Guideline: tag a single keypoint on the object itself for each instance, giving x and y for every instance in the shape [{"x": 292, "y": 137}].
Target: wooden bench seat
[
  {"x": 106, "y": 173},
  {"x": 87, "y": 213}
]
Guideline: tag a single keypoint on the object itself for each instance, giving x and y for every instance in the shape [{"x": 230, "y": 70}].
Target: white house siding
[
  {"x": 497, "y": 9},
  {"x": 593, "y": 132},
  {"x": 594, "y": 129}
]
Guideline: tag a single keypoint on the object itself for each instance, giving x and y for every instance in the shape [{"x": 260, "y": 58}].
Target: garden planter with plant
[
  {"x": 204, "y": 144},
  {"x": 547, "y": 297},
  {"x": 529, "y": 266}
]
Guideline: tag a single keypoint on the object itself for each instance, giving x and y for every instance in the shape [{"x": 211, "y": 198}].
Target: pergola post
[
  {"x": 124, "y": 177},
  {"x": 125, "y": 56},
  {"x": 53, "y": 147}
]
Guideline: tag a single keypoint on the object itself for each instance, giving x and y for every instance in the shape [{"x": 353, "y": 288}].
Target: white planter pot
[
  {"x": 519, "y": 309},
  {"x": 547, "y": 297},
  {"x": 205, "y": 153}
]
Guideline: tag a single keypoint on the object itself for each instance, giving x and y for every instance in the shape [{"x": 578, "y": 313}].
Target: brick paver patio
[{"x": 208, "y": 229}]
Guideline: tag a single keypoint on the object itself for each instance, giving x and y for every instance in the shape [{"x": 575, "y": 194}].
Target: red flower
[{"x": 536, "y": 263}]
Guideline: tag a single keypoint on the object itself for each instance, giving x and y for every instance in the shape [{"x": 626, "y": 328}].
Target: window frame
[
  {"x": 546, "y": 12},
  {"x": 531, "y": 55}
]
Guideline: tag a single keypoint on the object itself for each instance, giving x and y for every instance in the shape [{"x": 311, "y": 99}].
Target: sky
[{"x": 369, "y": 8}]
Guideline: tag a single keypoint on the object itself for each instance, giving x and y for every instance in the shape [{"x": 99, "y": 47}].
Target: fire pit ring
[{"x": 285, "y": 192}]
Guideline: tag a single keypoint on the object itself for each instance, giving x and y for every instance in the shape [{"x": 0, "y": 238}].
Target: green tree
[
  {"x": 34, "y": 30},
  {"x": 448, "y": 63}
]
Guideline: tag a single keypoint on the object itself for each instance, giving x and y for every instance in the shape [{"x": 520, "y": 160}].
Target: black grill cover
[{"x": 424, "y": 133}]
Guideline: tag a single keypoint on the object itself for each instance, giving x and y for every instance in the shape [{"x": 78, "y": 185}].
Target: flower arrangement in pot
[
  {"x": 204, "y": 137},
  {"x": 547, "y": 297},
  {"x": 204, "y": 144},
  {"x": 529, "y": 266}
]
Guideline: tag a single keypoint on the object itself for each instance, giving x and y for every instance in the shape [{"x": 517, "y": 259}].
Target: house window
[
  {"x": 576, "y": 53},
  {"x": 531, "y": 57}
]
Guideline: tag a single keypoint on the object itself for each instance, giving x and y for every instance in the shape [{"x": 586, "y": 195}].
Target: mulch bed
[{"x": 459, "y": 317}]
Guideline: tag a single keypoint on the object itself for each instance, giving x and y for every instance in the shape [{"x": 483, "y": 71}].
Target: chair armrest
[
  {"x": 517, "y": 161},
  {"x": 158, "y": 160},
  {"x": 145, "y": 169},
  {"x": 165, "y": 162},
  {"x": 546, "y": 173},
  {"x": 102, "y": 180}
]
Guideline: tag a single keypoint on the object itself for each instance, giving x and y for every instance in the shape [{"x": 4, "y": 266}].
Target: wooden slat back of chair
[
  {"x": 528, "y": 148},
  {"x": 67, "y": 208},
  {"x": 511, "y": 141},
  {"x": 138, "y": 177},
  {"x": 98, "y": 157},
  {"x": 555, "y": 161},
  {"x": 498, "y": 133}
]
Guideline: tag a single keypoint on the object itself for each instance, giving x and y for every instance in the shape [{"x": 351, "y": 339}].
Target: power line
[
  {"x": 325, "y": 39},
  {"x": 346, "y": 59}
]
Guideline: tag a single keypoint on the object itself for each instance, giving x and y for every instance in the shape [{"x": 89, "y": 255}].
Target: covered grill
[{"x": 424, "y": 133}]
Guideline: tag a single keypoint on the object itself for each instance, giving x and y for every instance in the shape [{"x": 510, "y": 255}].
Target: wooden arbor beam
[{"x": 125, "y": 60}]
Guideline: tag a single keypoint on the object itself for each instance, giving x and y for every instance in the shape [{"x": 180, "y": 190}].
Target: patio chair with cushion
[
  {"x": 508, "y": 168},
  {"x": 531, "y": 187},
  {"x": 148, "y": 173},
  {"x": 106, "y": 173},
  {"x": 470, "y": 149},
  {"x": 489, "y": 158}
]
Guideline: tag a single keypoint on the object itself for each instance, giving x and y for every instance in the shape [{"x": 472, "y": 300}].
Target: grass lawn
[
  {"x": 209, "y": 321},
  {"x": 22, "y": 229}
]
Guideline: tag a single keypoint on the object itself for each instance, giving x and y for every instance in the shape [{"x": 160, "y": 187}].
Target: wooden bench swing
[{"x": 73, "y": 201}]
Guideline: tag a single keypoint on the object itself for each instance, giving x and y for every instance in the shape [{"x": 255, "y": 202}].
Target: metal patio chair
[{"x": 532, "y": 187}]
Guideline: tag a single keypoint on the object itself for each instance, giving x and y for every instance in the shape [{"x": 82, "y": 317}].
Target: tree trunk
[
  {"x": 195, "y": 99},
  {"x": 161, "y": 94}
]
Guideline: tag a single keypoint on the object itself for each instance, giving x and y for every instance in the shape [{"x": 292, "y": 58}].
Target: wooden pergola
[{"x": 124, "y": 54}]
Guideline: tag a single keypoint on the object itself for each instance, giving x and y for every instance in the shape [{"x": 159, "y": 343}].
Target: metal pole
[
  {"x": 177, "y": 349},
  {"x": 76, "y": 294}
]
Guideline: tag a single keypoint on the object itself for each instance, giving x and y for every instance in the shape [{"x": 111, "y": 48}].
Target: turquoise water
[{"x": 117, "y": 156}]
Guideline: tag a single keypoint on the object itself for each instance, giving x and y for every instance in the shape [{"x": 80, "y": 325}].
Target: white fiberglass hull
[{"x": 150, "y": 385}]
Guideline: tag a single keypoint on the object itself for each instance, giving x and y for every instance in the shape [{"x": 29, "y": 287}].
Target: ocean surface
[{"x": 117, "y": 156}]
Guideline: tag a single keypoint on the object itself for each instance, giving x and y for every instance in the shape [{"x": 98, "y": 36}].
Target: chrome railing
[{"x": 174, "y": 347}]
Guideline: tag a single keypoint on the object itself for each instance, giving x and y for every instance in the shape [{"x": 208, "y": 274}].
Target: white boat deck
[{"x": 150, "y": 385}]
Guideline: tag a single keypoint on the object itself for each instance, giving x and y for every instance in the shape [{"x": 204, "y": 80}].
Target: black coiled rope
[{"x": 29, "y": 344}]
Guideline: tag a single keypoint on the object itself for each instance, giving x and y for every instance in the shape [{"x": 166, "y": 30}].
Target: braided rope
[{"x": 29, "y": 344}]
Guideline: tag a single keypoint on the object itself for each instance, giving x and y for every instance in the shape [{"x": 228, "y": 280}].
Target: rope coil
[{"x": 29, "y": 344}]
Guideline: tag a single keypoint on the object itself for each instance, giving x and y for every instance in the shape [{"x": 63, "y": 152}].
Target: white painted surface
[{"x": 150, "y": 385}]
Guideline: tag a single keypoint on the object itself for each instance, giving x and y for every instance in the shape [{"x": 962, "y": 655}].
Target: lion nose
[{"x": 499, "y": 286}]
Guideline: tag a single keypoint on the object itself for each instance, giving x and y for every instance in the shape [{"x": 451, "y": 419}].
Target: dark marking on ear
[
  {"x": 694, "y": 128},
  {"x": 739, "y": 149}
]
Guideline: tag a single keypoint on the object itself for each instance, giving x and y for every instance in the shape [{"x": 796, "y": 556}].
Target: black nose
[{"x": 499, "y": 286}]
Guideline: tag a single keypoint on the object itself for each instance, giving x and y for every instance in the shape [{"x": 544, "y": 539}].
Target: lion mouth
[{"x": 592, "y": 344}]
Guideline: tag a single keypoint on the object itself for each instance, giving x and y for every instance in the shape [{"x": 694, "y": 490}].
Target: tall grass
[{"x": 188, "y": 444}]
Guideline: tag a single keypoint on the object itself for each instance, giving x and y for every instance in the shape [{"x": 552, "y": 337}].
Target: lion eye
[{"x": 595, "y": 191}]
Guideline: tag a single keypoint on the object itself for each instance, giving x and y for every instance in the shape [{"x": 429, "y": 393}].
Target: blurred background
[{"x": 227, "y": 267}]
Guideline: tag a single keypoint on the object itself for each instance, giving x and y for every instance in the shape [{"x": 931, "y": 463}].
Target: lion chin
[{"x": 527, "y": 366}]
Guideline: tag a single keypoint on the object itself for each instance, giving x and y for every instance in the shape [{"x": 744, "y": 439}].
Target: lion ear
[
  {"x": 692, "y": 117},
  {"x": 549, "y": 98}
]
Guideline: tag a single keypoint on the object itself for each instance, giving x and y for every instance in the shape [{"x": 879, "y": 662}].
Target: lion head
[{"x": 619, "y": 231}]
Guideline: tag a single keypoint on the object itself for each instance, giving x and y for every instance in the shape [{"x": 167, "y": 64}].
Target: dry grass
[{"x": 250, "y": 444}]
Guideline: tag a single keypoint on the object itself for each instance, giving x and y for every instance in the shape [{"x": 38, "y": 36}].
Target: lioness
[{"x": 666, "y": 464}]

■ TASK PROMPT ■
Set down nothing but the lines from the one containing "Target: lion chin" through the end of the entries above, exactly as written, both ends counted.

■ WRITTEN RESPONSE ■
Target: lion chin
[{"x": 527, "y": 366}]
Guideline: tag a single keypoint on the object itself for each instance, giving x and y for every instance in the shape [{"x": 744, "y": 439}].
Target: lion ear
[
  {"x": 692, "y": 117},
  {"x": 549, "y": 98}
]
Guideline: tag a single keypoint on the object itself for each instance, giving x and y for every instance in the shape [{"x": 879, "y": 662}].
Target: lion head
[{"x": 619, "y": 231}]
Guideline: tag a single keypoint on the object itself for each instance, giving x and y for every instance in the shape [{"x": 167, "y": 64}].
Target: dry grass
[{"x": 250, "y": 444}]
Guideline: tag a single keypoint on the object itself for each instance, giving x and y for every instance in the shape [{"x": 38, "y": 36}].
Target: lioness
[{"x": 666, "y": 464}]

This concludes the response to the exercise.